━━━ Provided entries

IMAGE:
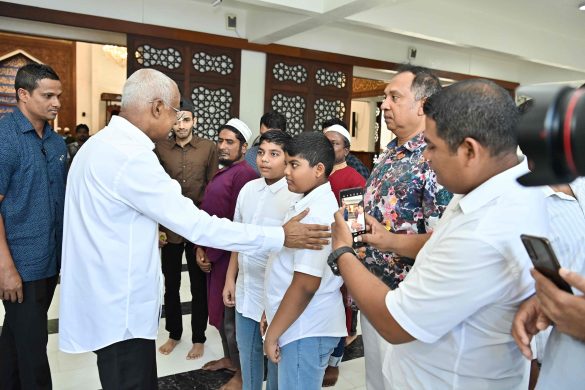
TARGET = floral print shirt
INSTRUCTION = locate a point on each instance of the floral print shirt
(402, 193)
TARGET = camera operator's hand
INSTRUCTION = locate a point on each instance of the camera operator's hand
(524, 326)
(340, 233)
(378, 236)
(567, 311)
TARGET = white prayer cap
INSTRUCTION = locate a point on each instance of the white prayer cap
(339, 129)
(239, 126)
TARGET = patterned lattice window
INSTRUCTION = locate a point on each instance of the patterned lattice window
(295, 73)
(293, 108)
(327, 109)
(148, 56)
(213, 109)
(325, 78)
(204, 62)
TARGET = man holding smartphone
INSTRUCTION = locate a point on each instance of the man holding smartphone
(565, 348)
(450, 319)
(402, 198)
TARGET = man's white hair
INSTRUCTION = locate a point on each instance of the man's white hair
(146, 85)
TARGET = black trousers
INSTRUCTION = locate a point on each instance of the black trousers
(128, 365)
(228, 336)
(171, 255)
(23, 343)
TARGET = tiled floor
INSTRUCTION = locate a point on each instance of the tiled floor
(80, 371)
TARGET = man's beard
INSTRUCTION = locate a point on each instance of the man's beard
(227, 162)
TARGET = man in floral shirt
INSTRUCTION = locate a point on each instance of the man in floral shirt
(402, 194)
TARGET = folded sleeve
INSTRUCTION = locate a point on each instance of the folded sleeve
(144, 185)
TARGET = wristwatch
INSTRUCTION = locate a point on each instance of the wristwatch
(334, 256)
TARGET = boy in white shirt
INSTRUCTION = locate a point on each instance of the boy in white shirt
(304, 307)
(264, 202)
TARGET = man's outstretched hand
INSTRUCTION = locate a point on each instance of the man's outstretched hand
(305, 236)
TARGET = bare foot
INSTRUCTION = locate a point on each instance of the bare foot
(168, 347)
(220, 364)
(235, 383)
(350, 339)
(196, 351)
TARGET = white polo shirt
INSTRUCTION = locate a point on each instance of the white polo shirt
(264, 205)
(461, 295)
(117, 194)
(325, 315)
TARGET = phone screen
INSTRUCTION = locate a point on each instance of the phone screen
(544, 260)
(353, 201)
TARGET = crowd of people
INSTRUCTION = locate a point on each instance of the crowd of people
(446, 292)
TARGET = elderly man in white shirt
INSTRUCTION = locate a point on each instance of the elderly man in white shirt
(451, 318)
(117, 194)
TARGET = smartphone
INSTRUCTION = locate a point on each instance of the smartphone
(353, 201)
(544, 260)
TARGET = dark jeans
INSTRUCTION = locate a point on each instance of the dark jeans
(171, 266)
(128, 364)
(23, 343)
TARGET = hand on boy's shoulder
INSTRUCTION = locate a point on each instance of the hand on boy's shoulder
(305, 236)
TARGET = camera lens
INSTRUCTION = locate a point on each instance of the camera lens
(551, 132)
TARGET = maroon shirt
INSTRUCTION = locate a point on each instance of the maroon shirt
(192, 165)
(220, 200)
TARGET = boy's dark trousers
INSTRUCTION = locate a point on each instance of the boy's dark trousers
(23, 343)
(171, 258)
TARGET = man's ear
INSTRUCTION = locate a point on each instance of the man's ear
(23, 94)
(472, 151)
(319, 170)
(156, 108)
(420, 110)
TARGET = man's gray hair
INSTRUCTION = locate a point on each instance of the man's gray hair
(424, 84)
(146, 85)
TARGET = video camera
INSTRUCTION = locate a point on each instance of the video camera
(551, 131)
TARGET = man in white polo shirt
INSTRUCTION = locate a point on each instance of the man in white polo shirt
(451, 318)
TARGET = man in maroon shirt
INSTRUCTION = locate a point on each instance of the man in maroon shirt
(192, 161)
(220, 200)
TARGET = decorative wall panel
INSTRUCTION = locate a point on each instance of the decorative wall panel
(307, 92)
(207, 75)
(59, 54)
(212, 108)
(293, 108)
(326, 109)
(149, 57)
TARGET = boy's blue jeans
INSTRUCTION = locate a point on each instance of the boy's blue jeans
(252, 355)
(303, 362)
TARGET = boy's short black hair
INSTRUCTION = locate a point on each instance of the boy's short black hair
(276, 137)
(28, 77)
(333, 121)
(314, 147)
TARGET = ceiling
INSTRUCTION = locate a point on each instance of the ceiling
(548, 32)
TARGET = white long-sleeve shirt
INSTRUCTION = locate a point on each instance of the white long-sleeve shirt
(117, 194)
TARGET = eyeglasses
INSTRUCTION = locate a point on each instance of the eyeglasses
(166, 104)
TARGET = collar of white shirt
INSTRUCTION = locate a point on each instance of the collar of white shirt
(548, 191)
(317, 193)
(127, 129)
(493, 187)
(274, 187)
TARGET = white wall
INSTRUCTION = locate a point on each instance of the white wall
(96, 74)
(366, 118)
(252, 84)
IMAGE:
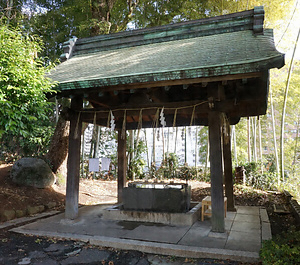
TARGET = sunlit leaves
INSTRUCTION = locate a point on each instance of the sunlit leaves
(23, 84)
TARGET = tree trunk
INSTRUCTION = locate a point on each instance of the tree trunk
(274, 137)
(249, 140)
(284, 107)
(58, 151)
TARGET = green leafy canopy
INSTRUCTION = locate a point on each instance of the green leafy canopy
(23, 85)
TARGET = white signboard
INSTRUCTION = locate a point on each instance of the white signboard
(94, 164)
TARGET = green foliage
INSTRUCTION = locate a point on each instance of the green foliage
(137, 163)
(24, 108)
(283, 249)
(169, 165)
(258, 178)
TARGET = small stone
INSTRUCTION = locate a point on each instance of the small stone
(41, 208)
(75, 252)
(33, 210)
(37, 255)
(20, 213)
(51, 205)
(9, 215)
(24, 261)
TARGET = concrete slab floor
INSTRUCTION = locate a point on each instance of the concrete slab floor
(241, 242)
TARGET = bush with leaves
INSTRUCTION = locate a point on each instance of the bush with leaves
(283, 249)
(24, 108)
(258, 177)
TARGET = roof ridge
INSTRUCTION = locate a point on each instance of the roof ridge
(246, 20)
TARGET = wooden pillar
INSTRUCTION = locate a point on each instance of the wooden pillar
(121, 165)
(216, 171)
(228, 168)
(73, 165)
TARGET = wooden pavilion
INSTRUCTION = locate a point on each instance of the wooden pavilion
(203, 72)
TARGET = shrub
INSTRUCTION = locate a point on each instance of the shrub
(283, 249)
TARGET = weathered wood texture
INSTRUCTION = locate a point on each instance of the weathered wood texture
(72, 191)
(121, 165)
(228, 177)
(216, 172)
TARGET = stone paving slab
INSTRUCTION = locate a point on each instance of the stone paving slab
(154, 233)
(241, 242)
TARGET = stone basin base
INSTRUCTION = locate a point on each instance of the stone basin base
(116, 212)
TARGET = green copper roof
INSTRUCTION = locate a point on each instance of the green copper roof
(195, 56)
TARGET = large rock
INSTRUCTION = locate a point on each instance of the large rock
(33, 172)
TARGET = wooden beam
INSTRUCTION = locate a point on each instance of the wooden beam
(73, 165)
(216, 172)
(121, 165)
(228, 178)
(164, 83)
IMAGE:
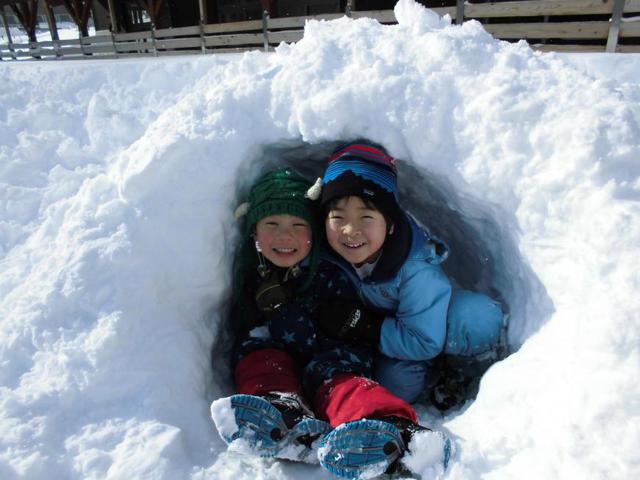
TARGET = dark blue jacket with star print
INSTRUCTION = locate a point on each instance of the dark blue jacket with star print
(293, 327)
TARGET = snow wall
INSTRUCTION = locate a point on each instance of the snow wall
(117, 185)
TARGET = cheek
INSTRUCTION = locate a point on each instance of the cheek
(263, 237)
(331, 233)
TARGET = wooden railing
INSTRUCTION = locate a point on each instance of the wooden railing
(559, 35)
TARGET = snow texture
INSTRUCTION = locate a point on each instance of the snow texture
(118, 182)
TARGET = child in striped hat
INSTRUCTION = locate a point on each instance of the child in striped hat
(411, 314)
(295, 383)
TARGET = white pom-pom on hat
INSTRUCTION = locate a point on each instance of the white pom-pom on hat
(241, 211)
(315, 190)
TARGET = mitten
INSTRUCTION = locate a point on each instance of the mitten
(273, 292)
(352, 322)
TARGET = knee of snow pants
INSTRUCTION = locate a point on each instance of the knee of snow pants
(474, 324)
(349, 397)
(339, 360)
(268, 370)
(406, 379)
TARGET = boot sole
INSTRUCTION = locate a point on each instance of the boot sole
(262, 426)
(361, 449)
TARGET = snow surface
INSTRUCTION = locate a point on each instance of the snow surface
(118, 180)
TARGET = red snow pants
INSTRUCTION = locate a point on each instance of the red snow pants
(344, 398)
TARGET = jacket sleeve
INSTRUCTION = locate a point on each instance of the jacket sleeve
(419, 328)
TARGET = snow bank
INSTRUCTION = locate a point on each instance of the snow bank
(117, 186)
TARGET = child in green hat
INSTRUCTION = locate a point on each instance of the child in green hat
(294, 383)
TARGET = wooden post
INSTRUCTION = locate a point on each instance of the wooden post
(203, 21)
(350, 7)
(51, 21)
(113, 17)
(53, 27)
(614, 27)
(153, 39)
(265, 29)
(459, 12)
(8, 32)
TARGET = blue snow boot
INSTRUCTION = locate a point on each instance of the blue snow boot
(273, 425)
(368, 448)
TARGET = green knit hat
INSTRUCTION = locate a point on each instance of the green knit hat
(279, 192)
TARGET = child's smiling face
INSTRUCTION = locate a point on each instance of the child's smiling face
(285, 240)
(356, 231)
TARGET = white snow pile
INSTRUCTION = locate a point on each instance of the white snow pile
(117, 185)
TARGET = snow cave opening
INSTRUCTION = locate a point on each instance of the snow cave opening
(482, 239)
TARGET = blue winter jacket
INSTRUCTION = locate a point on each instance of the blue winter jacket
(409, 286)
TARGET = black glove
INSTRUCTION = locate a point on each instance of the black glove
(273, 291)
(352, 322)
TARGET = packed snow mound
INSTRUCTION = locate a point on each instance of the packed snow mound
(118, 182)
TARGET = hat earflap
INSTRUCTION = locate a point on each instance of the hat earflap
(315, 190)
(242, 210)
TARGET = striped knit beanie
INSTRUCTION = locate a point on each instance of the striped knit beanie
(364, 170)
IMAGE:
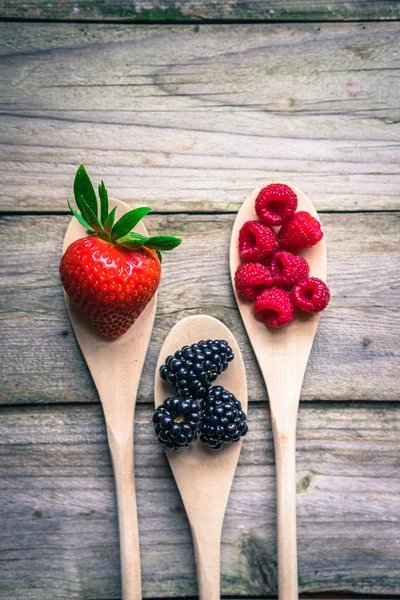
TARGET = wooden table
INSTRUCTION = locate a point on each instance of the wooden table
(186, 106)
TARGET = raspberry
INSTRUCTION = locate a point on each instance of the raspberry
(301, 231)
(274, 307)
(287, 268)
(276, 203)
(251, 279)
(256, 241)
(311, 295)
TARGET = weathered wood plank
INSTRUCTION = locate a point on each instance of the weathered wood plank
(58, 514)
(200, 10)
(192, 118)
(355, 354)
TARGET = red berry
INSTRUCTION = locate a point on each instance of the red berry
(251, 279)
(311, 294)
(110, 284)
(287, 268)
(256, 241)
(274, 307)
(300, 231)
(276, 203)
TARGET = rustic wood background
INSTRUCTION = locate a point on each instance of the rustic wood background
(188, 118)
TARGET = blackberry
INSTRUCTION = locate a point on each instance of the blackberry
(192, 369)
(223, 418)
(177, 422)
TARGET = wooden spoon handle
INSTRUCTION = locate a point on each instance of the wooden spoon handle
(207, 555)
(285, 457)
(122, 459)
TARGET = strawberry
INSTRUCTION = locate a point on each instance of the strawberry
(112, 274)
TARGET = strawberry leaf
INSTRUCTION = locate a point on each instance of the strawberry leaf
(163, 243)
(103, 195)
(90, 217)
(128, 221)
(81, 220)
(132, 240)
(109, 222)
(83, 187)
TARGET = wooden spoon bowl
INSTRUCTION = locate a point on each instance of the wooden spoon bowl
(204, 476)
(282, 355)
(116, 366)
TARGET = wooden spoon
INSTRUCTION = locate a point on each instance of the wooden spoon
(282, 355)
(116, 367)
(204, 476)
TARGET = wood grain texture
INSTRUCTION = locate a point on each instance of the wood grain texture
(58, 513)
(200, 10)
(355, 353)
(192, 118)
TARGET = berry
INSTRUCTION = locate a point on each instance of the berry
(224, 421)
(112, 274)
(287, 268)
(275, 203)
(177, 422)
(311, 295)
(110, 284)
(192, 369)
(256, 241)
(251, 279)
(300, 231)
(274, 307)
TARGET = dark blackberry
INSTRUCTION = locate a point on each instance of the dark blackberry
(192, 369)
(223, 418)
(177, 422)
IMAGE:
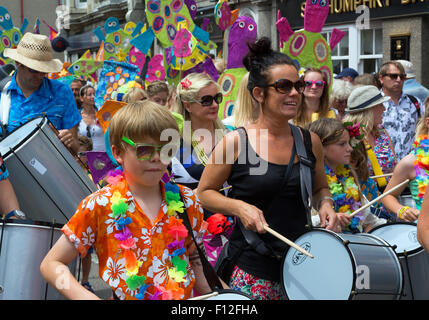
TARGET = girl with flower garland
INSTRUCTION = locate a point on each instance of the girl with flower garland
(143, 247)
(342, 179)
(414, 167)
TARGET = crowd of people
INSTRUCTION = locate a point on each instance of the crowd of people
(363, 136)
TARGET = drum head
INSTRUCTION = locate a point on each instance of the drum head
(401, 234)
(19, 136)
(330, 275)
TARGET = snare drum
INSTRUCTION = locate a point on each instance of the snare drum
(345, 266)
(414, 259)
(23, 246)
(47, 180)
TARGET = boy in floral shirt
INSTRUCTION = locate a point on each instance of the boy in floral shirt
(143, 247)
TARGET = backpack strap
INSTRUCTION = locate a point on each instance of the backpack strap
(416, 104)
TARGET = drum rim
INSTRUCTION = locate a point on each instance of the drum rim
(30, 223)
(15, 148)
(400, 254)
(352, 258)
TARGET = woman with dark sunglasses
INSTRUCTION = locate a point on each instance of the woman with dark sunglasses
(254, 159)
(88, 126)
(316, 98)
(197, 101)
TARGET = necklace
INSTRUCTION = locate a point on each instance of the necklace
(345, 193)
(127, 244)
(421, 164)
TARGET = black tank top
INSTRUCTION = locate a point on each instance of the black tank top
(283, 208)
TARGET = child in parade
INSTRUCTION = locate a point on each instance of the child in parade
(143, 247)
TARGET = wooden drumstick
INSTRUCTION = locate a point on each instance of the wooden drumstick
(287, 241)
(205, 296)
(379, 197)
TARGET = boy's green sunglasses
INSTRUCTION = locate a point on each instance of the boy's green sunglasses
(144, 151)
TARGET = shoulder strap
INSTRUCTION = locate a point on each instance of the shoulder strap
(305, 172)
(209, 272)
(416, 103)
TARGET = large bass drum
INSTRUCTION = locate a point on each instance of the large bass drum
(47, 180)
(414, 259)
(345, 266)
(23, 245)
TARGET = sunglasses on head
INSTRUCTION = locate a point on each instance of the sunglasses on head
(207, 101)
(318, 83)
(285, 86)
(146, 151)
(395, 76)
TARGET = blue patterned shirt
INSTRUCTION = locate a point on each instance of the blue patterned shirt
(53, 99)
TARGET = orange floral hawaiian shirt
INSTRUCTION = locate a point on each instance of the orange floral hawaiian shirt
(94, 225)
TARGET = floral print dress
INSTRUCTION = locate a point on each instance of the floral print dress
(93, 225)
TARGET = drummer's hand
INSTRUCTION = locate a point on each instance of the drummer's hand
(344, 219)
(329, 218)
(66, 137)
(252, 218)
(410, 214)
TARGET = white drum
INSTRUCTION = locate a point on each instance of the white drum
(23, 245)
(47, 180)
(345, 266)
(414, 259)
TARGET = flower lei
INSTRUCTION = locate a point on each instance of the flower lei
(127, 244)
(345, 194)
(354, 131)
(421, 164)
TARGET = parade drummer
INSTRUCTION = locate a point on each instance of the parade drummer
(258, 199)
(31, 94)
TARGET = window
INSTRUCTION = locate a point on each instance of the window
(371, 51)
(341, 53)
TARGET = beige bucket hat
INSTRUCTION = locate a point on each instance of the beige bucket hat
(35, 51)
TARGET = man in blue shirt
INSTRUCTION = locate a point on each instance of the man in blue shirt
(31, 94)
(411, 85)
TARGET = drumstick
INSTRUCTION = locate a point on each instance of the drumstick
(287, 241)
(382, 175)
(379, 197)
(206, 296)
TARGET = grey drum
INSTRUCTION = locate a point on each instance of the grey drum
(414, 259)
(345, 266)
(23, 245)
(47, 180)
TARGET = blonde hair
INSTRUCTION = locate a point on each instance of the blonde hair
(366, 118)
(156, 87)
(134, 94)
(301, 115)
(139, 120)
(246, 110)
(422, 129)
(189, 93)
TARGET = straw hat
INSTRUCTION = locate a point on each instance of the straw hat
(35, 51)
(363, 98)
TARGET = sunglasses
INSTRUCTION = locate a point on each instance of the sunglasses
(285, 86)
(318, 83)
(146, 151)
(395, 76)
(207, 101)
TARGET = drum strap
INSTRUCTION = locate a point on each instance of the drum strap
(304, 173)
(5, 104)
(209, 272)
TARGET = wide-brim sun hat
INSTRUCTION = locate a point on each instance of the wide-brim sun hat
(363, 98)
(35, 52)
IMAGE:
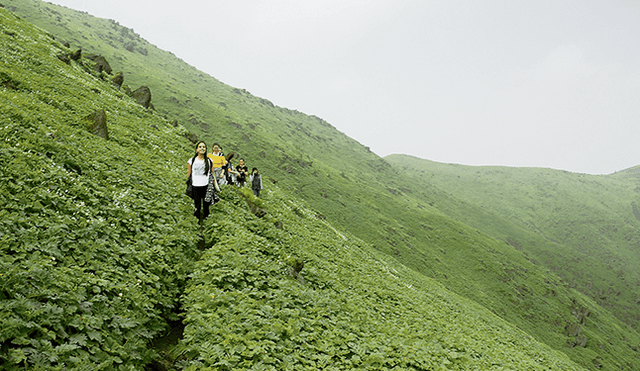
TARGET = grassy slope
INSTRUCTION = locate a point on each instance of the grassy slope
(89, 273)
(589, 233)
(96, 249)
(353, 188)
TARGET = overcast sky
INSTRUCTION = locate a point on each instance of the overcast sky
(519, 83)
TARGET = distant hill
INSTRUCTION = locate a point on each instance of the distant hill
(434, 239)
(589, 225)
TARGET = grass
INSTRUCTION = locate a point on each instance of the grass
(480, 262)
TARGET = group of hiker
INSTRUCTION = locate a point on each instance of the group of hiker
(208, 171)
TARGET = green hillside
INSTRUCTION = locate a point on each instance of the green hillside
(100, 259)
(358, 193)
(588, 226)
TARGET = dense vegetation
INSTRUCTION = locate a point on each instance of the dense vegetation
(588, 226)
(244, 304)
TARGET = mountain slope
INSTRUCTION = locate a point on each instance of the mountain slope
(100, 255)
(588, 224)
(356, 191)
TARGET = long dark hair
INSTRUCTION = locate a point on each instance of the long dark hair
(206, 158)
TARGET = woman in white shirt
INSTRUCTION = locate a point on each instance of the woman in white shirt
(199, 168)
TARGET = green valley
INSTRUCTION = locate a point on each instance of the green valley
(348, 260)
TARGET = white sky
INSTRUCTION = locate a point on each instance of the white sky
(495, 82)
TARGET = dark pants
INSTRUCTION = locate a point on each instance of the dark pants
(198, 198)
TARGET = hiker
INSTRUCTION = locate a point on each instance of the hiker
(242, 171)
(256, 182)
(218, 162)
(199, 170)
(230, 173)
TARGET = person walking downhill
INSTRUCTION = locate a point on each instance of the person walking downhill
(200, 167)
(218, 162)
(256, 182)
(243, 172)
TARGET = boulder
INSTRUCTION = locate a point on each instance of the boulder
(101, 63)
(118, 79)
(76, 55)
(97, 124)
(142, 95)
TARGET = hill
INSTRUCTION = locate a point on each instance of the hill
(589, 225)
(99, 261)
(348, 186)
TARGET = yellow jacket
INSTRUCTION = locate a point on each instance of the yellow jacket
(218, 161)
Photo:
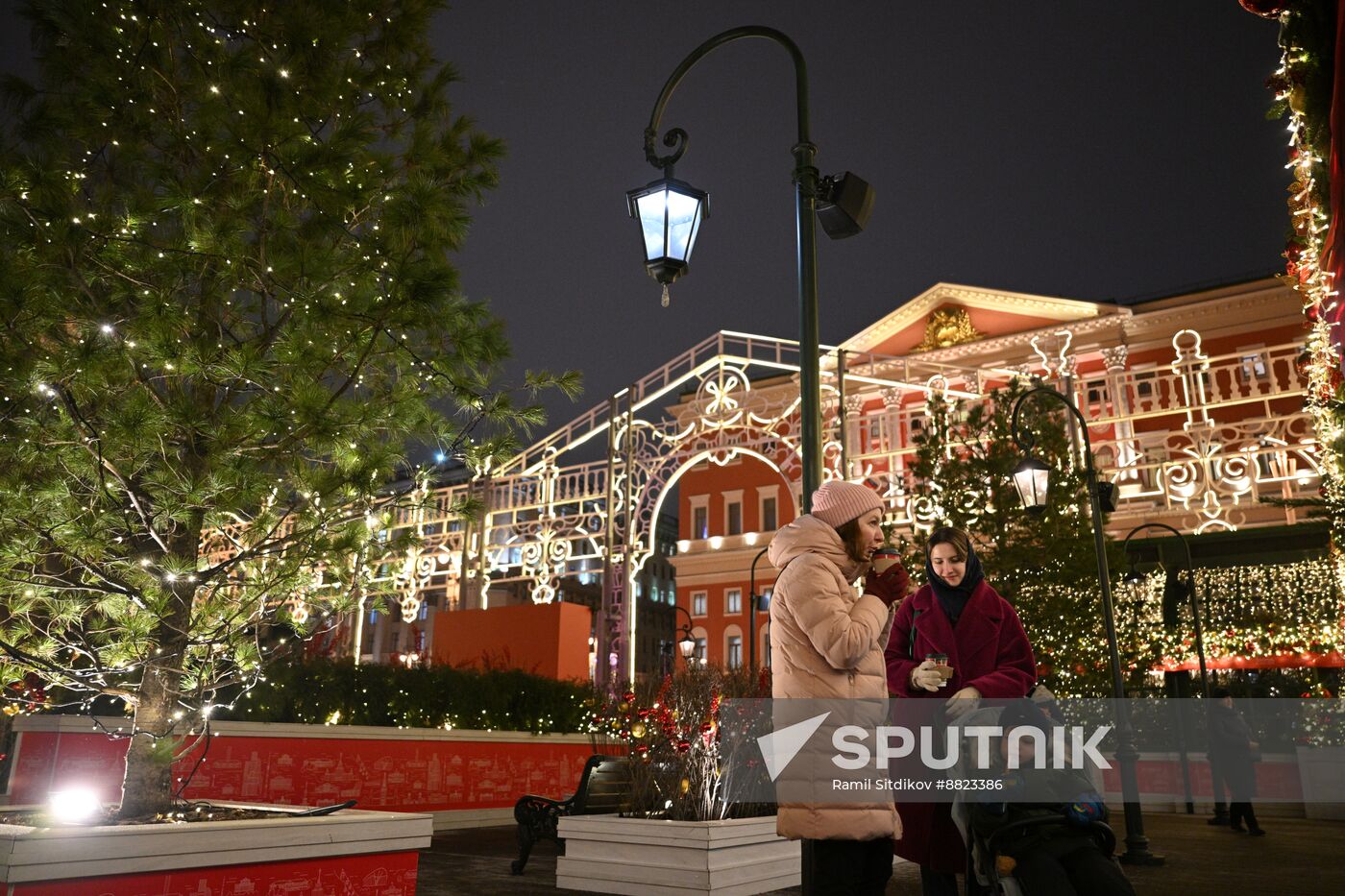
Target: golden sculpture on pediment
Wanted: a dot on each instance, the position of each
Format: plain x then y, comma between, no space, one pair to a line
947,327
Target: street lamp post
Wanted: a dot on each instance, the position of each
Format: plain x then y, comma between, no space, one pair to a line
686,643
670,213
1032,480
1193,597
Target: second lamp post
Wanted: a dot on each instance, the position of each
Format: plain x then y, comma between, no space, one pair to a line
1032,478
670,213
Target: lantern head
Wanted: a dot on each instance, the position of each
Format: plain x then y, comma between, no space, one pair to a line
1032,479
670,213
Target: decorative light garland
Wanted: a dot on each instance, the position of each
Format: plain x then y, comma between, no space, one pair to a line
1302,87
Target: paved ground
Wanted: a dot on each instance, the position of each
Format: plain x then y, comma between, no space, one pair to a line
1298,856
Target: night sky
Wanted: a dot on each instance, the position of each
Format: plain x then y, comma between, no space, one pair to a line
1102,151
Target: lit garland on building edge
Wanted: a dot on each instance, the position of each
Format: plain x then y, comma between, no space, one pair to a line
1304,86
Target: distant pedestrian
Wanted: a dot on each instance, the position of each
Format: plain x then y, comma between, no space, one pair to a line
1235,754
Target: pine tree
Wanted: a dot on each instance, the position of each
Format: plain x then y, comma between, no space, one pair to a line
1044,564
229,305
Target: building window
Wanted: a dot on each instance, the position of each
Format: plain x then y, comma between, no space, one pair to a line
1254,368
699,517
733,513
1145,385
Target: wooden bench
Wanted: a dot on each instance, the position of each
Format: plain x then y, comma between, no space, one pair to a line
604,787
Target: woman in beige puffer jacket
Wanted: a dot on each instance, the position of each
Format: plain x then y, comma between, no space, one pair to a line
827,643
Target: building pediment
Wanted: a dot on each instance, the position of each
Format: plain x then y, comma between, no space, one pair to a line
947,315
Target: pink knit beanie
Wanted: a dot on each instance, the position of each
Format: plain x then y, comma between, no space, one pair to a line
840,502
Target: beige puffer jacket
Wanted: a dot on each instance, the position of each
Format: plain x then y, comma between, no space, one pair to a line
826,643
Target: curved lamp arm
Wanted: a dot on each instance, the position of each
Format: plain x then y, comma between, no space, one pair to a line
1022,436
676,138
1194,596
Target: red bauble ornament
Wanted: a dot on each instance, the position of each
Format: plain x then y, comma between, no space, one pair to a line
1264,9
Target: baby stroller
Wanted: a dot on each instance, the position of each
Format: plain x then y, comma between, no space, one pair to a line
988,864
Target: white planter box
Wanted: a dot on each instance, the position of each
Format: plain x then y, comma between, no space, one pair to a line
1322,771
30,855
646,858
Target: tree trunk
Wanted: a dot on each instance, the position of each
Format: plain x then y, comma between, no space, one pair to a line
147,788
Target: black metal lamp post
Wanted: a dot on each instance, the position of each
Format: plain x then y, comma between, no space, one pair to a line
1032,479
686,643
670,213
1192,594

━━━━━━

Task ->
From the line that contains "Target: wooden bench" to the last line of the material above, repeat every line exactly, keeping both the first and the last.

Full response ->
Target: wooden bench
Wanted: a dot on each instance, the position of each
Format: plain x then y, comma between, no space, one pair to a line
604,787
Target: woman in beige puffer jacket
Wanted: a dot on each instance, the position of each
Format: plain x then y, comma between, no space, one pair to a line
827,643
Target: building pediment
Wanted: a dot on each instance, the position of each
Format: plain x then y, comma between, no space, one pair to a line
947,315
Target: pink knit beanie
Wanted: a dot on each instance, the position of each
Format: plain x then y, comma between, no space, one pair to a line
840,502
Target: beige puffer jacket
Wanted: a dot on each instance, the position of each
Format: plain x then y, comma between, no space, one pair to a line
826,643
Target: curved lamp arm
Wanted: a dot on each instance, the position of each
Format: plain x then y, comma between, no space, one pair to a line
1022,436
676,138
1194,596
Target: red bauble ornament
Wanted: a dot on each instance, the position of each
Format: plain x then y, comma between, no space, one pair to a line
1264,9
Target: baby stroller
Wanted: a dot on each instance, the position of each
Format: plain x then y, comma between, no space, one pair to a line
988,864
Target: white planter box
Wanted: a dot on each instance, the position of each
Format: plain x then y, comma between, no space, one pair to a line
1322,771
30,855
646,858
Target: tree trunk
Wanted: a dot on each instance, the position of each
Format: plain x then y, comma between, no space, one pair to a line
147,788
Target: black metal lamp post
Wanted: a dot on each instance, the position of each
Format: plain x then y, comma between, no space, one pair to a line
1032,479
686,643
670,213
1192,594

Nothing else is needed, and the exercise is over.